* BEGIN Supplied entries *

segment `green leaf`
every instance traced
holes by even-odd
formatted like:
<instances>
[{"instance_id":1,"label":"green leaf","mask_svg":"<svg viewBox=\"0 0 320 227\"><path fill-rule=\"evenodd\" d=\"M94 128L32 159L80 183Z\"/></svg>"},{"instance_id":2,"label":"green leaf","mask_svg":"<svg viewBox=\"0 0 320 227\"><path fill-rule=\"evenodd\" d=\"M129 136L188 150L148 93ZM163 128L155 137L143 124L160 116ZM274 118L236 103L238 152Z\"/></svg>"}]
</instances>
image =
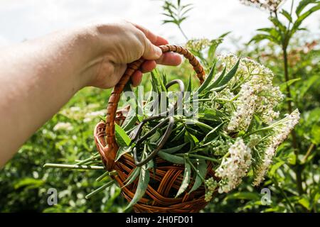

* END Supplied entries *

Stated task: Please recast the lines of the entries above as a Markdown table with the columns "Row" and "Text", one numbered row per line, leaving out blank lines and the pictures.

Right answer:
| Row | Text |
|---|---|
| 1 | segment `green leaf` |
| 2 | every instance traced |
| 3 | holes by even-odd |
| 4 | formatted like: |
| 5 | <instances> |
| 6 | [{"instance_id":1,"label":"green leaf","mask_svg":"<svg viewBox=\"0 0 320 227\"><path fill-rule=\"evenodd\" d=\"M94 128L32 159L80 183Z\"/></svg>"},{"instance_id":2,"label":"green leaf","mask_svg":"<svg viewBox=\"0 0 320 227\"><path fill-rule=\"evenodd\" d=\"M129 136L188 150L148 93ZM163 128L155 137L143 124L160 116ZM274 118L236 103L238 152Z\"/></svg>"}] |
| 7 | </instances> |
| 8 | image = |